Job: Rewrite every line of the records below as a numbered list, skipping blank lines and leaving the pictures out.

** Start Supplied records **

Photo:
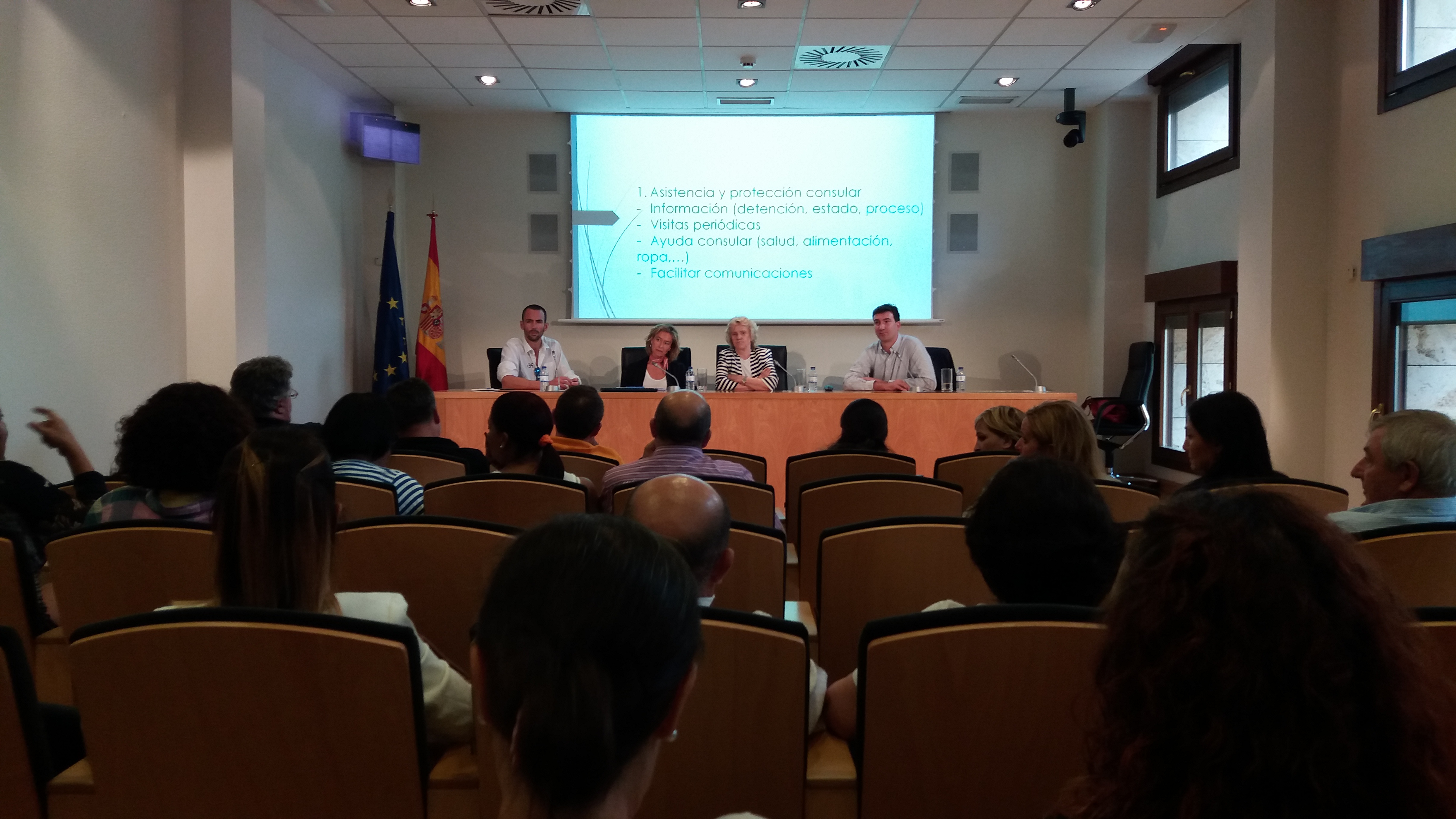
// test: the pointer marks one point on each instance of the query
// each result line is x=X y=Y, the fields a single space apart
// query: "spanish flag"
x=430 y=349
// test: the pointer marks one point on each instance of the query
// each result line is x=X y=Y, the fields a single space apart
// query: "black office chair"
x=941 y=360
x=1119 y=419
x=781 y=358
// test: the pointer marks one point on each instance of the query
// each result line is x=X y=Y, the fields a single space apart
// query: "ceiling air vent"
x=538 y=8
x=841 y=56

** End Supplied records **

Answer in full:
1. Photo:
2. // test: the pointer marks one point on each instance of the query
3. // each result line is x=X y=Y, the fields a single space apart
4. // query: "spanish flag"
5. x=430 y=349
6. // test: the pointer marks one point on each instance of the query
7. // each result line is x=X y=Y, the fields a single space apart
8. // query: "black office chair"
9. x=941 y=360
10. x=1119 y=419
11. x=781 y=358
12. // test: the pointer marks one point on each instance of the query
13. // each result line is x=X y=Y, the fields a single space apart
14. // query: "ceiling air vent"
15. x=538 y=8
16. x=841 y=56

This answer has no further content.